Objective: Rewrite the records below, putting "trooper" wherever "soldier" appears and keeping everything else the same.

Data listing:
========================================================================

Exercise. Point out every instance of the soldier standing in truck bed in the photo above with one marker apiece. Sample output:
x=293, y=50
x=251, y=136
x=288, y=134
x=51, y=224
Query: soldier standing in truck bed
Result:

========================================================================

Expected answer:
Exercise. Point out every instance of the trooper standing in truck bed in the photo above with one marker apiece. Sample output:
x=293, y=50
x=251, y=136
x=288, y=134
x=51, y=224
Query: trooper standing in truck bed
Result:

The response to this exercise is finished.